All of the data that follows needs to be printed again, exactly as it reads.

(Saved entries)
[Start of section]
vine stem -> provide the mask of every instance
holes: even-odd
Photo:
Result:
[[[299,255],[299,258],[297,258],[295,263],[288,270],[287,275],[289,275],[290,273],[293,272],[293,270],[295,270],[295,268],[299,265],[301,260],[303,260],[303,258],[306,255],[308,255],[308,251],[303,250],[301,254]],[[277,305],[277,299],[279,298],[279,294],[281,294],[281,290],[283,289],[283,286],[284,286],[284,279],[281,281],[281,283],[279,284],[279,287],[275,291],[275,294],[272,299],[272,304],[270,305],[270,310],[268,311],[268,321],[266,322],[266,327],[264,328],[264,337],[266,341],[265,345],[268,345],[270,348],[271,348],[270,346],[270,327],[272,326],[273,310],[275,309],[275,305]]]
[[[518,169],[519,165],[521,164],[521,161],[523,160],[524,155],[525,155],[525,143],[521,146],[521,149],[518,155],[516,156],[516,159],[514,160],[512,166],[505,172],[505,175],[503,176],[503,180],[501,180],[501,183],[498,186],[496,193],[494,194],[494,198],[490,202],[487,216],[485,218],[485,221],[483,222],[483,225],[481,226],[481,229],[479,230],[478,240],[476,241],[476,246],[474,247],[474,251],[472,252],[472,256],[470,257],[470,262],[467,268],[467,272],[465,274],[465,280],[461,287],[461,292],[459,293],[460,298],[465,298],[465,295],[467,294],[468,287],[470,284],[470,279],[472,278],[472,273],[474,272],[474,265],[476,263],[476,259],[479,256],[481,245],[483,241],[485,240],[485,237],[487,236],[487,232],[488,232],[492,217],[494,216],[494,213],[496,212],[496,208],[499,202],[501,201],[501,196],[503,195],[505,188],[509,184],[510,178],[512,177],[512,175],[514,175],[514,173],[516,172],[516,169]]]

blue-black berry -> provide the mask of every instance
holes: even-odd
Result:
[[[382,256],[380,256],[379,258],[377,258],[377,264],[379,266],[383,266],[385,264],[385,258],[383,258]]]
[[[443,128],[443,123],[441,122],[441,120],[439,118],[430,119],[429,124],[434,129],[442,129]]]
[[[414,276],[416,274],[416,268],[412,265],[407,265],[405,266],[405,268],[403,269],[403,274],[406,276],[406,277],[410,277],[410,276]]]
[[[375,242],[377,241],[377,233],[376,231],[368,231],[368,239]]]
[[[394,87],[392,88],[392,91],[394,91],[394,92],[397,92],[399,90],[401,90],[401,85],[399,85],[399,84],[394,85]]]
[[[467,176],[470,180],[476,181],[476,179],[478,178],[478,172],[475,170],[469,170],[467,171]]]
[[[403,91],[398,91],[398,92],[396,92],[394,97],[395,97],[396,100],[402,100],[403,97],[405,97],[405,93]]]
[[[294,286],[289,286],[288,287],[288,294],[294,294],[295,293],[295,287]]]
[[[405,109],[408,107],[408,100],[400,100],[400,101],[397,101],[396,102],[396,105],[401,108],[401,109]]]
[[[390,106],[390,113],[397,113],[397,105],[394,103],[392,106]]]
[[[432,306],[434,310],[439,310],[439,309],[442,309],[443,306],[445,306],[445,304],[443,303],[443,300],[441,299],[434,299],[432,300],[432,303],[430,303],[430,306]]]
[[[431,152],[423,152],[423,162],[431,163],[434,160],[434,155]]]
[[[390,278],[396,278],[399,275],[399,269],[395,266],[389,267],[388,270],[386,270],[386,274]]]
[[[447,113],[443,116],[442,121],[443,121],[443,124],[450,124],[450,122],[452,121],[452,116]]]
[End of section]
Reply:
vine stem -> provide the mask of every instance
holes: even-odd
Photo:
Result:
[[[299,255],[299,258],[297,258],[295,263],[288,270],[287,275],[289,275],[290,273],[293,272],[293,270],[295,270],[295,268],[299,265],[301,260],[303,260],[303,258],[306,255],[308,255],[308,251],[303,250],[301,254]],[[277,305],[277,299],[279,298],[279,294],[281,294],[281,290],[283,289],[283,286],[284,286],[284,279],[281,281],[281,283],[279,284],[279,287],[275,291],[275,294],[272,299],[272,304],[270,305],[270,310],[268,311],[268,321],[266,322],[266,327],[264,328],[264,337],[266,341],[265,345],[268,345],[270,348],[271,348],[270,346],[270,327],[272,326],[273,310],[275,309],[275,305]]]
[[[518,169],[519,165],[521,164],[521,161],[523,160],[524,155],[525,155],[525,143],[521,146],[521,149],[518,155],[516,156],[516,159],[514,160],[512,166],[505,172],[505,175],[503,176],[503,180],[501,180],[501,183],[498,186],[496,193],[494,194],[494,198],[490,202],[487,216],[485,218],[485,221],[483,222],[483,225],[481,226],[481,229],[479,230],[478,240],[476,241],[476,246],[474,247],[474,251],[472,252],[472,256],[470,257],[470,262],[467,268],[467,272],[465,274],[465,280],[461,287],[461,292],[459,293],[460,298],[465,298],[465,295],[467,294],[468,287],[470,284],[470,279],[472,278],[472,273],[474,272],[474,265],[476,263],[476,259],[479,256],[481,245],[483,241],[485,240],[485,237],[487,236],[487,232],[488,232],[492,217],[494,216],[494,213],[496,212],[496,208],[499,202],[501,201],[501,196],[503,195],[505,188],[509,184],[510,178],[512,177],[512,175],[514,175],[514,173],[516,172],[516,169]]]

blue-black berry -> provide the mask of every instance
holes: even-odd
Result:
[[[382,256],[380,256],[379,258],[377,258],[377,264],[379,266],[383,266],[385,264],[385,258],[383,258]]]
[[[443,128],[443,123],[441,122],[441,120],[439,118],[430,119],[429,124],[434,129],[442,129]]]
[[[414,276],[416,274],[416,268],[412,265],[407,265],[405,266],[405,268],[403,269],[403,274],[406,276],[406,277],[410,277],[410,276]]]
[[[375,242],[377,241],[377,233],[376,231],[368,231],[368,239]]]
[[[394,87],[392,88],[392,91],[394,91],[394,92],[397,92],[399,90],[401,90],[401,85],[399,85],[399,84],[394,85]]]
[[[467,176],[470,180],[476,181],[476,179],[478,178],[478,172],[475,170],[469,170],[467,171]]]
[[[403,91],[398,91],[398,92],[396,92],[394,97],[395,97],[396,100],[402,100],[403,97],[405,97],[405,93]]]
[[[294,286],[289,286],[288,287],[288,294],[294,294],[295,293],[295,287]]]
[[[405,109],[408,107],[408,100],[400,100],[400,101],[397,101],[396,102],[396,105],[401,108],[401,109]]]
[[[390,106],[390,113],[397,113],[397,105],[394,103],[392,106]]]
[[[432,306],[434,310],[439,310],[439,309],[442,309],[443,306],[445,306],[445,304],[443,303],[443,300],[441,299],[434,299],[432,300],[432,303],[430,303],[430,306]]]
[[[431,152],[423,152],[423,162],[431,163],[434,160],[434,155]]]
[[[390,278],[396,278],[399,275],[399,269],[395,266],[389,267],[388,270],[386,270],[386,274]]]
[[[447,113],[443,116],[442,121],[443,121],[443,124],[450,124],[450,122],[452,121],[452,116]]]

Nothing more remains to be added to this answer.